The records >>

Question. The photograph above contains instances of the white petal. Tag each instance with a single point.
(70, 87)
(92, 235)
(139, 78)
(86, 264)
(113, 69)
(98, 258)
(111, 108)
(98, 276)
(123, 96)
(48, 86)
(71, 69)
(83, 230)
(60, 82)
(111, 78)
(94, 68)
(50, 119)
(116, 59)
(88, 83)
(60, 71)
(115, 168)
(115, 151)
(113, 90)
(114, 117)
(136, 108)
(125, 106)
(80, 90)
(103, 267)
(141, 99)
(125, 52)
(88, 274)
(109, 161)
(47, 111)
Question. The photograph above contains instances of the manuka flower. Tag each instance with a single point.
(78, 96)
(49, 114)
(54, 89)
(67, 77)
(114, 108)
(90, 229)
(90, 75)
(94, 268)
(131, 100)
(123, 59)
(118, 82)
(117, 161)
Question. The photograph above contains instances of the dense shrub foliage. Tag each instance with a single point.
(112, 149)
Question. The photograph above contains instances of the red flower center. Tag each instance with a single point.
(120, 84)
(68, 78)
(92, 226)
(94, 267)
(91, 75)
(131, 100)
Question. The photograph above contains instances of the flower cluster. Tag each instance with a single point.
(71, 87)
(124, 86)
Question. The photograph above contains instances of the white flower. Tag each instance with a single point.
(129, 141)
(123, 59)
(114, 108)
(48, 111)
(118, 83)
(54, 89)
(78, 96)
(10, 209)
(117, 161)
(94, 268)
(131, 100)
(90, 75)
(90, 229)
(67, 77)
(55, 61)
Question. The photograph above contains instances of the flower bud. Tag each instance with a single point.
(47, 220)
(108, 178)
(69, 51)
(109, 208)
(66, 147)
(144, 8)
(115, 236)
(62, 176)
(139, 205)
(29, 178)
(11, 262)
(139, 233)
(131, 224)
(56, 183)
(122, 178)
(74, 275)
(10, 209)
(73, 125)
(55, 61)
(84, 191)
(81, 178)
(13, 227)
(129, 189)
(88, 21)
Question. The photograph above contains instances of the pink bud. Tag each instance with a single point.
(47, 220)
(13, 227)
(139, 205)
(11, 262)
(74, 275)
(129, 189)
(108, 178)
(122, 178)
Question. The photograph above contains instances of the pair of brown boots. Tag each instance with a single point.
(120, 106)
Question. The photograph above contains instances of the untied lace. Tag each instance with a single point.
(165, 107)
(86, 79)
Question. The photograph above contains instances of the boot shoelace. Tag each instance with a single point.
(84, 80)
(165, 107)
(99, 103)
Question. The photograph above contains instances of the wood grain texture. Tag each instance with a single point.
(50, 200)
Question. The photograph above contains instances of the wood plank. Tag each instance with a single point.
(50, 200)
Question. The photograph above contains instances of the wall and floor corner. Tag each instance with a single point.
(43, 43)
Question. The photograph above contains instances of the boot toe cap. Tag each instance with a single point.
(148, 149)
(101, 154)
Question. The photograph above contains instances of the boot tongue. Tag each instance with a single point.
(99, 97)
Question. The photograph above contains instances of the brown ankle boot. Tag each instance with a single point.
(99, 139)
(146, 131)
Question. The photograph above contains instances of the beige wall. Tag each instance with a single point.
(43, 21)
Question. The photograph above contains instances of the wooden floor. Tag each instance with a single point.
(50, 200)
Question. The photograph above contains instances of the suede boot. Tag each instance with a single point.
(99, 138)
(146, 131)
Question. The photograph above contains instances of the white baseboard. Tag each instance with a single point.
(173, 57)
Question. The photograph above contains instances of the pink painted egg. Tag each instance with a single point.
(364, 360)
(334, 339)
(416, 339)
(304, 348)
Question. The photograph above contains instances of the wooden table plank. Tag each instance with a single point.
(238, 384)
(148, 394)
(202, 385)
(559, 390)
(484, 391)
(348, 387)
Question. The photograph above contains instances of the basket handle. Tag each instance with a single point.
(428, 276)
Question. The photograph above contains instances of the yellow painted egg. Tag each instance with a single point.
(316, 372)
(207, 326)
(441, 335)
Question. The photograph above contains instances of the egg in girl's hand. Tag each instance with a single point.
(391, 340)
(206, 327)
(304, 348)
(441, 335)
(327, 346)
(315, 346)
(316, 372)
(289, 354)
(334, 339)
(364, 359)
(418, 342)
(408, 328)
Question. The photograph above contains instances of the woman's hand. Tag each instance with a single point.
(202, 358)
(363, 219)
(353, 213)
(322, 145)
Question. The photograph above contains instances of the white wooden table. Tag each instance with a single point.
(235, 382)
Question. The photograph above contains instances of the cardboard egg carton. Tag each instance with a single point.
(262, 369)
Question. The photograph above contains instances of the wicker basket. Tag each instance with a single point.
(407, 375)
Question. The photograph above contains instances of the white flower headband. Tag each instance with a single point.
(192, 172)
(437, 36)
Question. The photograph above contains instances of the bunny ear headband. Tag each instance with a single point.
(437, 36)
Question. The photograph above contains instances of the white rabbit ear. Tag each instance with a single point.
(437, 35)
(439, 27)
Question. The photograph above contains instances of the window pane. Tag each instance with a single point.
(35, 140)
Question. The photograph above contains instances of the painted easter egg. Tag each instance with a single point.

Your assignment >>
Your answer must be the line holding "Question. The photograph above contains instances of the yellow" and every later line of the entries above, written out exactly, and nothing else.

Completed exercise >>
Question. The photograph above contains instances of the yellow painted egg. Tag each instance with a single point.
(316, 372)
(207, 326)
(441, 335)
Question. The photograph above contains instances of the egg in girl's hand. Tag each instance with a single point.
(391, 340)
(206, 327)
(304, 348)
(441, 335)
(327, 346)
(315, 346)
(316, 372)
(289, 354)
(334, 339)
(364, 359)
(418, 342)
(408, 328)
Question. The photograph above contains instances of the woman's hand. Tag each instance with a single point.
(202, 358)
(363, 219)
(353, 213)
(322, 145)
Question. The photograph above contains instances of the white wooden table. Tag each instance with a single point.
(235, 382)
Question. The photograph above contains instances of the cardboard egg carton. Tag each instance with a single point.
(262, 369)
Question. The photograph above contains instances of the wicker basket. Tag each instance with a single point.
(407, 375)
Question. The photograph above contains instances of the white flower headband. Tag each instance with a single point.
(192, 172)
(437, 36)
Question. The photograph above contains instances of the bunny ear headband. Tag each instance with a single point.
(437, 36)
Question. The photograph above contains instances of the white rabbit ear. Tag each instance with a single point.
(437, 35)
(439, 27)
Question. The photograph above contains instances of the window pane. Tag each instance with a single point.
(35, 140)
Question. The photograph above contains instances of the painted easter egg. Tag each instance with a single point.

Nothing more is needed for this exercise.